* [Directions] Collect every line below that contains the word "brick", and copy each one in full.

* [Records shown]
----

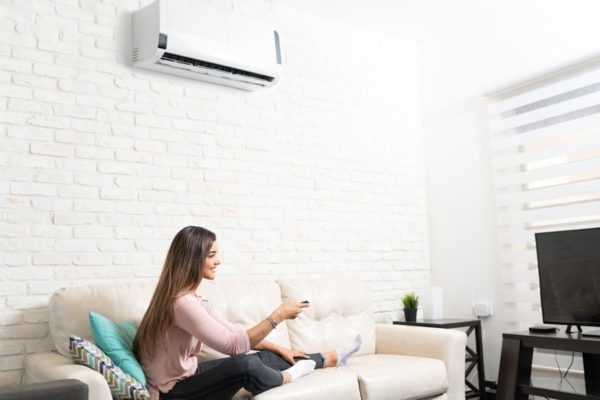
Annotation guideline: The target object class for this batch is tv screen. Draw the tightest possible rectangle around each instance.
[535,228,600,334]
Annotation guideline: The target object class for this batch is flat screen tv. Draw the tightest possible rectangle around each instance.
[535,228,600,336]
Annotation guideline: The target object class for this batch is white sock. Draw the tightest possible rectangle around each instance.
[335,335,362,367]
[282,360,317,382]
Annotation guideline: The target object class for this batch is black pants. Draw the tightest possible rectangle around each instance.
[160,351,325,400]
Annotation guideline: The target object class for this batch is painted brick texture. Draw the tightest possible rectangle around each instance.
[0,0,430,385]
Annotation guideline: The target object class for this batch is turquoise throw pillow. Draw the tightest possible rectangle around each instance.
[90,311,146,386]
[69,335,150,400]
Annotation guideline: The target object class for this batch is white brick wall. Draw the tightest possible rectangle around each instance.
[0,0,430,385]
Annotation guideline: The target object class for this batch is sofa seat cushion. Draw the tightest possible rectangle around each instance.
[278,279,375,355]
[233,368,360,400]
[345,354,448,400]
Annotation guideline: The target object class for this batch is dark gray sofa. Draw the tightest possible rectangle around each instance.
[0,379,88,400]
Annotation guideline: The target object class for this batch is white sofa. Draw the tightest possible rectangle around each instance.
[25,280,467,400]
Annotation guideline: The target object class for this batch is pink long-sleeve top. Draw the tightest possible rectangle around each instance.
[141,295,250,400]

----

* [Answer to this exercise]
Annotation guideline: The target object class for this batch is painted brick texture. Draw the tightest possible rectangle around each instance.
Annotation guideline: The target object class for this batch is white brick wall. Draw the tightest possible rectangle around each instance.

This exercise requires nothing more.